## Task details
Starting at the beginning of the rows and ending at the line containing "x=254, y=158", give those lines again, requests included, with each coordinate in the answers scaled by 0.25 and rounded to a whole number, halves rounded up. Leave the pictures out of your reply.

## Exercise materials
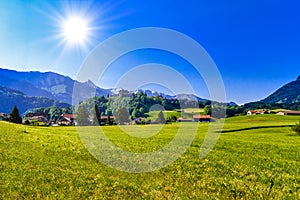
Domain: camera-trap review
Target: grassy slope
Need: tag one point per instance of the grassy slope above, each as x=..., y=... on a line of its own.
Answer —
x=254, y=158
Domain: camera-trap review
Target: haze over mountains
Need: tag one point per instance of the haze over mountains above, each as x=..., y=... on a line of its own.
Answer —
x=30, y=90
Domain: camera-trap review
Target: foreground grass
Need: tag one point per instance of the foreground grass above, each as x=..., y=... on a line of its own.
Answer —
x=256, y=157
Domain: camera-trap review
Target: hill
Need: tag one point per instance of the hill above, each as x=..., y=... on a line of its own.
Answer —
x=287, y=94
x=47, y=84
x=10, y=97
x=256, y=157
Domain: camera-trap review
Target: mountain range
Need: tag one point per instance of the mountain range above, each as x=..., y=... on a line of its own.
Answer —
x=36, y=89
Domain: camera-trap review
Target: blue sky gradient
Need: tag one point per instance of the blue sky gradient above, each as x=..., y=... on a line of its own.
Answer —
x=255, y=44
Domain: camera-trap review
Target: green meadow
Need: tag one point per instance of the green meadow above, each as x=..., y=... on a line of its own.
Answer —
x=256, y=157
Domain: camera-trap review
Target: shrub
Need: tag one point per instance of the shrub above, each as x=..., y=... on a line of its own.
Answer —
x=296, y=128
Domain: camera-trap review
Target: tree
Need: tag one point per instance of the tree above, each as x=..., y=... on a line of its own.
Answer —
x=109, y=121
x=122, y=116
x=15, y=116
x=96, y=116
x=83, y=116
x=161, y=118
x=296, y=128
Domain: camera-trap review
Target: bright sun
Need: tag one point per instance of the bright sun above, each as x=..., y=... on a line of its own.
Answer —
x=75, y=30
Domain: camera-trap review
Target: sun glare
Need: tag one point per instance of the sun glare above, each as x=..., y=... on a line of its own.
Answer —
x=75, y=30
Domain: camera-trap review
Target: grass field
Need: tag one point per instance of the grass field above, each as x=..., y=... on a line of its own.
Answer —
x=256, y=157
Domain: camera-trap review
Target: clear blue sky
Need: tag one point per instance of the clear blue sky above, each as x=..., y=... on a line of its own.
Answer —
x=255, y=44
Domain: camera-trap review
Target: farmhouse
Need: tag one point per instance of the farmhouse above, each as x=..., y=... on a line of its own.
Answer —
x=67, y=119
x=184, y=120
x=201, y=118
x=258, y=112
x=104, y=119
x=140, y=120
x=288, y=113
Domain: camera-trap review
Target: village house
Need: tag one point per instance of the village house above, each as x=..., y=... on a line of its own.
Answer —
x=184, y=120
x=288, y=113
x=140, y=120
x=105, y=118
x=67, y=120
x=4, y=117
x=201, y=118
x=36, y=117
x=258, y=112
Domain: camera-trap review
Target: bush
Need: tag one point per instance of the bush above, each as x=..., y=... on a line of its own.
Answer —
x=296, y=128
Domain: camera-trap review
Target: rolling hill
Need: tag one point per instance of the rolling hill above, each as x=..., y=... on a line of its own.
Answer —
x=47, y=84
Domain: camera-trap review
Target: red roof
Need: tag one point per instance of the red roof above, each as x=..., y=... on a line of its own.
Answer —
x=70, y=116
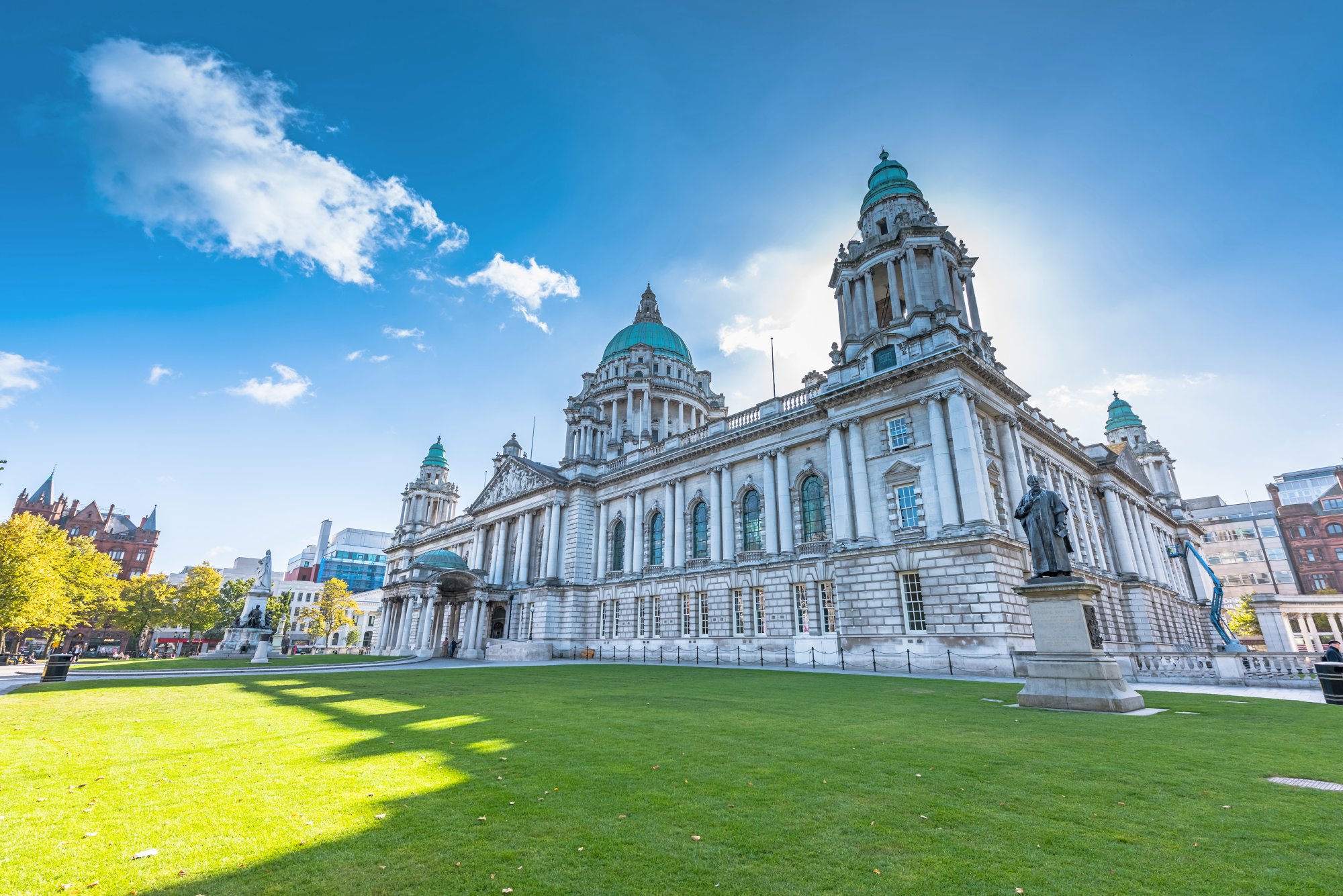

## Written solution
Domain: camera-trap review
Target: grassy slope
Need: tag one point per instance of the grassy slope above, each as x=..., y=... on a line of its own.
Answer —
x=64, y=40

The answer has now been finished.